> _Quoted text_:
◆ ◆ ◆
Mr. Walkley's report this morning updates BB10 sales projections to reflect that intial U.S. sales will be delayed until March. He notes the mid-March launch south of the border will coincide with stiff competition from the new Samsung Galaxy S IV. This, combined with reports from the United Kingdom indicating decent but not blowout sales of the new BB10 devices, led Mr. Walkley to drop sales estimates for the current quarter from 1.75 million units to 300,000. As a result, his 2013 earnings-per-share forecast declined by 8 cents to $1.10 and the 2014 estimate fell 23 per cent to 62 cents.

The majority of the report detailed RIM's potential value to Google or Microsoft as an acquisition. Inherent in Mr. Walkley's view is that the company should put itself on the block quickly before the underlying value of the firm erodes.

"We believe BlackBerry's higher ARPU [average revenue per unit] enterprise subscriber base is roughly 18M of the total 80M subscribers, and we believe this 18M base would be valuable to a competing ecosystem such as Windows or Android. …[but] we believe this enterprise ARPU remains under considerable pressure from the growing BYOD (bring your own device) trend," he said, referring to the growing trend among companies to let employees use devices of their own choosing.
◆ ◆ ◆
> _What to do_:
Answer these from the text on BB10 sales:
(a) To what number of units did Mr. Walkley lower his sales estimate for the current quarter?
(b) Which two companies does the report weigh as possible buyers of RIM?
(c) Roughly how many subscribers does he believe make up BlackBerry's enterprise base?
The listing that comes next is separate from the text on BB10 sales.

> _Source excerpt_:
◆ ◆ ◆
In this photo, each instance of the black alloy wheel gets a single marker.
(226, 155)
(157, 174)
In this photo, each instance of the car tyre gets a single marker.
◆ ◆ ◆
> _Reply_:
(a) 300,000 units, down from 1.75 million.
(b) Google and Microsoft.
(c) Roughly 18 million, out of 80 million subscribers in total.